▶ **WHAT TO WORK ON**: Copy the data precisely, keeping every character.

Stored entries
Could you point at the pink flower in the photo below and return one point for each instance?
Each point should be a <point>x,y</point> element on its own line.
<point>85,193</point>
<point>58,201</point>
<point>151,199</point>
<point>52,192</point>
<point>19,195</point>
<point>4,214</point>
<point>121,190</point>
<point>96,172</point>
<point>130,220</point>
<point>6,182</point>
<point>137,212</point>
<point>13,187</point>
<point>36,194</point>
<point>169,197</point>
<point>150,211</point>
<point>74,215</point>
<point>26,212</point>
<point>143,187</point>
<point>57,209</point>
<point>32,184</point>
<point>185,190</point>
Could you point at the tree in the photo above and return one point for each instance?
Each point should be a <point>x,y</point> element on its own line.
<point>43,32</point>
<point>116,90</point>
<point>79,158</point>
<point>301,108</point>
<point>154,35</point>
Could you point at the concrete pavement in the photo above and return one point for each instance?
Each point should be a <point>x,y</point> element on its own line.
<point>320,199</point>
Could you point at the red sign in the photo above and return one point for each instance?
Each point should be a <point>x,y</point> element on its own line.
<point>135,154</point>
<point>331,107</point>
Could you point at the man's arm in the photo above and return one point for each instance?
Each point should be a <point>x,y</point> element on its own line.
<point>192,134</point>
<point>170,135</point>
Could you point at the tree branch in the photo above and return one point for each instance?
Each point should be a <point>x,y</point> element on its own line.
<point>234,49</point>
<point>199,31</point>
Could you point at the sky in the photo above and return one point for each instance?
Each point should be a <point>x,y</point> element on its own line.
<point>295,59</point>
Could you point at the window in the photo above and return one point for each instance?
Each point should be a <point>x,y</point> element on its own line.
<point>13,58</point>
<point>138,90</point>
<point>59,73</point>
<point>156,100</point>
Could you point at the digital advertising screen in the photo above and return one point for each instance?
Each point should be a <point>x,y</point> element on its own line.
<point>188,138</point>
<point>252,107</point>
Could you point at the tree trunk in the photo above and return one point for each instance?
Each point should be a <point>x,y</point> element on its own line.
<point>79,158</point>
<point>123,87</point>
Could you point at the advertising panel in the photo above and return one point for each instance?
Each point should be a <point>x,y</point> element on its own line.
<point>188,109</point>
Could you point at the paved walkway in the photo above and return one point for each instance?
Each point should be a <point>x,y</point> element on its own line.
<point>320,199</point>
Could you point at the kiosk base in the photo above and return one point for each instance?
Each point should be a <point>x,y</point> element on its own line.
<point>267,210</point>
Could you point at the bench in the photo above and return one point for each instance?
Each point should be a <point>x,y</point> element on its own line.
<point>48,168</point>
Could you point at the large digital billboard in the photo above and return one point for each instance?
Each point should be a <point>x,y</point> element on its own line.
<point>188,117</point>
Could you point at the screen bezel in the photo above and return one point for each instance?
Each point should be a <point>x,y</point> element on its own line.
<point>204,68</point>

▶ **FULL SOLUTION**:
Could you point at the pink flower in the photo below and return one point for each instance?
Each point should be a <point>x,y</point> element on its own line.
<point>85,193</point>
<point>58,201</point>
<point>151,199</point>
<point>52,192</point>
<point>19,195</point>
<point>4,214</point>
<point>121,190</point>
<point>96,172</point>
<point>130,220</point>
<point>6,182</point>
<point>137,212</point>
<point>13,187</point>
<point>36,194</point>
<point>169,197</point>
<point>150,211</point>
<point>74,215</point>
<point>26,212</point>
<point>143,187</point>
<point>57,209</point>
<point>32,184</point>
<point>185,190</point>
Could you point at the tree in the photo above and return one point for each instance?
Each point should be a <point>x,y</point> element on its own line.
<point>43,32</point>
<point>116,90</point>
<point>79,158</point>
<point>301,108</point>
<point>154,35</point>
Could you point at the concrete pavement in the photo above and return one point for each instance?
Each point should be a <point>x,y</point> element on its own line.
<point>320,199</point>
Could you point at the red sign in the photo above and return one point for each instance?
Each point should be a <point>x,y</point> element on its own line.
<point>135,154</point>
<point>331,107</point>
Could you point at the man's arm in the photo above and return one point for each instance?
Each point should be a <point>x,y</point> element on its own line.
<point>192,134</point>
<point>170,135</point>
Could you point at the tree branch in the photo above and return one point for each instance?
Each point should be a <point>x,y</point> element on its own line.
<point>234,49</point>
<point>199,31</point>
Could you point at the sky in the photo above and return one point for each instance?
Each point should be a <point>x,y</point> element on its own line.
<point>295,59</point>
Could you point at the window in the photo above and return one point for each instance?
Each point should be a <point>x,y</point> element on its own line.
<point>13,58</point>
<point>138,90</point>
<point>59,73</point>
<point>156,100</point>
Could you point at the digital advertising screen in the photo above and return one point for each instance?
Each point should be a <point>x,y</point> element on its own line.
<point>188,138</point>
<point>252,107</point>
Could you point at the tree trunk in the photo above and return one point for each instance?
Each point should be a <point>x,y</point> element on its own line.
<point>79,158</point>
<point>123,87</point>
Could you point at the advertising panel in the photo above and return one point for each instance?
Each point should be a <point>x,y</point> element on its own line.
<point>188,109</point>
Could you point at the paved walkway in the photo above and return one point for each instance?
Each point should be a <point>x,y</point> element on its own line.
<point>320,199</point>
Could you point at the kiosk base in the photo above and return one point for each instance?
Each point should be a <point>x,y</point> element on its own line.
<point>267,210</point>
Could you point at the bench in the photo above and return one point for each instance?
Each point should be a <point>x,y</point> element on its own line.
<point>48,168</point>
Could you point at the large digital billboard in the photo above and return one point for each instance?
Each point should be a <point>x,y</point> element on its own line.
<point>188,117</point>
Could you point at the screen bezel in the photo above and return one point for each instance?
Each point should be a <point>x,y</point> element on its own line.
<point>204,68</point>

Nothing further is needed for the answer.